-- begin Records for this exercise --

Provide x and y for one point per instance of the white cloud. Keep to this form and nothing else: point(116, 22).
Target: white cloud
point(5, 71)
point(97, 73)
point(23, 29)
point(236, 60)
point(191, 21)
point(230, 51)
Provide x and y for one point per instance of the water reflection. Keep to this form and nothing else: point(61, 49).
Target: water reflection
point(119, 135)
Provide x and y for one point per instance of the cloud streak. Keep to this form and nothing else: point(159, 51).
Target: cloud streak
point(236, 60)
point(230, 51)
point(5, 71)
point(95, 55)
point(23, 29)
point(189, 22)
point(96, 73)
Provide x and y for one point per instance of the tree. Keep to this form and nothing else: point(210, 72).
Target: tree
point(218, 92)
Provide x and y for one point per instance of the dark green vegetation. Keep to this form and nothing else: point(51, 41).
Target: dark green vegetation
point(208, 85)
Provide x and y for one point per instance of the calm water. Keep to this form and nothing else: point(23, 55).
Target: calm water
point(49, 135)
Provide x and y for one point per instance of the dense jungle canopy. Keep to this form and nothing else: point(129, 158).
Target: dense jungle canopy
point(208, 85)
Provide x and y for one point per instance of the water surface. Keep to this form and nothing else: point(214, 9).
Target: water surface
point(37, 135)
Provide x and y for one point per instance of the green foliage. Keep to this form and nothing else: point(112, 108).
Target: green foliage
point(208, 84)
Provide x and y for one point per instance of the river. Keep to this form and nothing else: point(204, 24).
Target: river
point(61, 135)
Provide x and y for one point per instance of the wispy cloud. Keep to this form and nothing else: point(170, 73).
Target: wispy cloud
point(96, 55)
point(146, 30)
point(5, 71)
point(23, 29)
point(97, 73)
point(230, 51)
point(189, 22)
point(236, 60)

-- end Records for this exercise --

Rewrite the entries above, from the first line up to and including the line with "point(119, 135)", keeping the requests and adding 64 to both coordinates of every answer point. Leave the numbers in the requests and their sample formats unchanged.

Full answer
Provide x and y for one point per instance of the white cloud. Keep to this form and nothing else: point(116, 22).
Target: white cloud
point(69, 135)
point(161, 137)
point(87, 93)
point(300, 124)
point(255, 85)
point(294, 115)
Provide x and y for one point per instance of the water reflection. Keep to this form and nothing else: point(61, 49).
Target: water reflection
point(183, 199)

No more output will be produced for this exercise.